▸ WORK REQUIRED
Answer these questions from the teaching note on college students below:
(a) What is the title of the chapter the students read?
(b) In what city does Roger have his experience with a French woman?
(c) Which passages will be covered in the lesson plans session?

▸ EXTRACT
● ● ● ● ● ● ●

College Students
College students will read only few excerpts from Roger Fry's biography so they can learn how to narrate personal experience as a model before writing their personal statement.
The chapter "Transformations" offers my students the opportunity to see how to choose a specific event in their life for the personal statement, how to give that piece of writing a voice, and how to express critical thinking. To begin with, we will read about Roger's choices in his life and the transformations which follow. We will analyze the description of his illness and discuss the effect of the appealing adjectives his biographer uses. We will discuss how Virginia Woolf reflects on the possibility that Roger's pains are caused by cancer or simple indigestion –– important examples of how to express voice in a biographical page. Essentially, we will focus on Woolf's change in the narrative technique. One great example is when she quotes Roger himself because it makes this biographical page more appealing and interesting. Another captivating technique is to add friendly and ironic remarks on Roger's open–mindedness toward his "mysterious ailment."
19
Another interesting episode from the same chapter titled "Transformations" deals with Roger's contempt, as Virginia Woolf writes, for the hypocrisies of his youth. Of course, these hypocrisies refer to how the body can be seen when sexuality is involved, and on how Roger has no hesitation recalling the pleasure, "perhaps the very necessity, and certainly the amusements" of his "passing affairs."
20
Of similar interest is the page describing Roger's experience with a French woman in Nancy, France. After reading the first pages closely, they will have to finish the entire chapter and take notes on how Virginia Woolf expresses critical thinking and voice in her narration. (Other specific passages referring to Roger's experience with the Omega studio will be detailed in the lesson plans session).

● ● ● ● ● ● ●

▸ ENTRIES SUPPLIED
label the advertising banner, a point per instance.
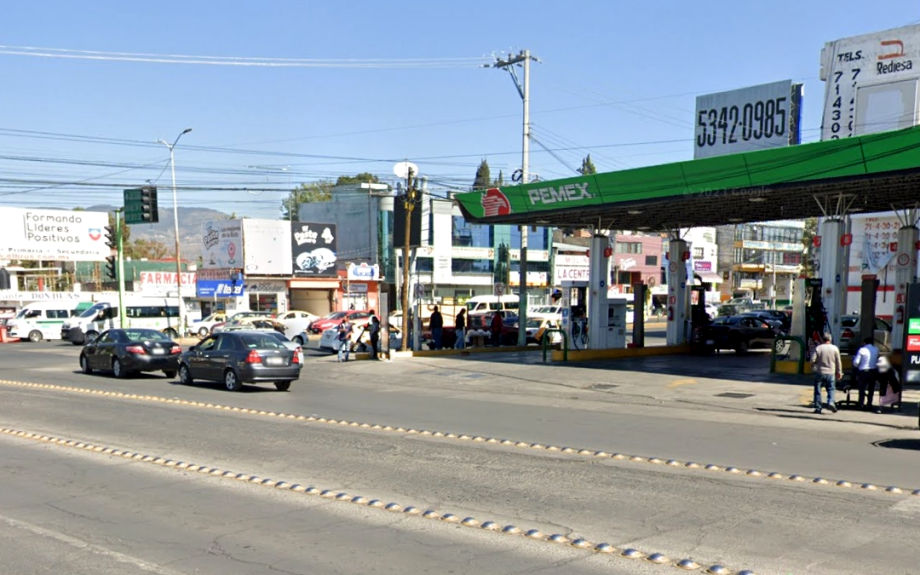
(870, 83)
(220, 282)
(313, 249)
(54, 235)
(267, 247)
(745, 120)
(222, 244)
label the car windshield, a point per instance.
(145, 335)
(259, 341)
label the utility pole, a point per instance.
(410, 201)
(523, 58)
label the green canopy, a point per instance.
(873, 172)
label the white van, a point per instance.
(157, 313)
(42, 320)
(486, 303)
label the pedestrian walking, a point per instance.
(460, 328)
(496, 327)
(344, 337)
(865, 367)
(828, 369)
(436, 323)
(374, 330)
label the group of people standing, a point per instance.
(870, 369)
(345, 331)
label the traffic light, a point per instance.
(149, 213)
(111, 267)
(111, 237)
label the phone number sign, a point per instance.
(753, 118)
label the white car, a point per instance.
(296, 323)
(203, 326)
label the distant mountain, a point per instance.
(190, 220)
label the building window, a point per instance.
(628, 247)
(470, 235)
(536, 238)
(462, 266)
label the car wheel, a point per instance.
(118, 369)
(232, 381)
(185, 376)
(84, 365)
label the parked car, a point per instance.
(131, 350)
(336, 317)
(850, 342)
(739, 332)
(203, 326)
(238, 357)
(774, 317)
(296, 322)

● ● ● ● ● ● ●

▸ RESULT OF THE EXERCISE
(a) "Transformations"
(b) Nancy, France
(c) The passages about Roger's experience with the Omega studio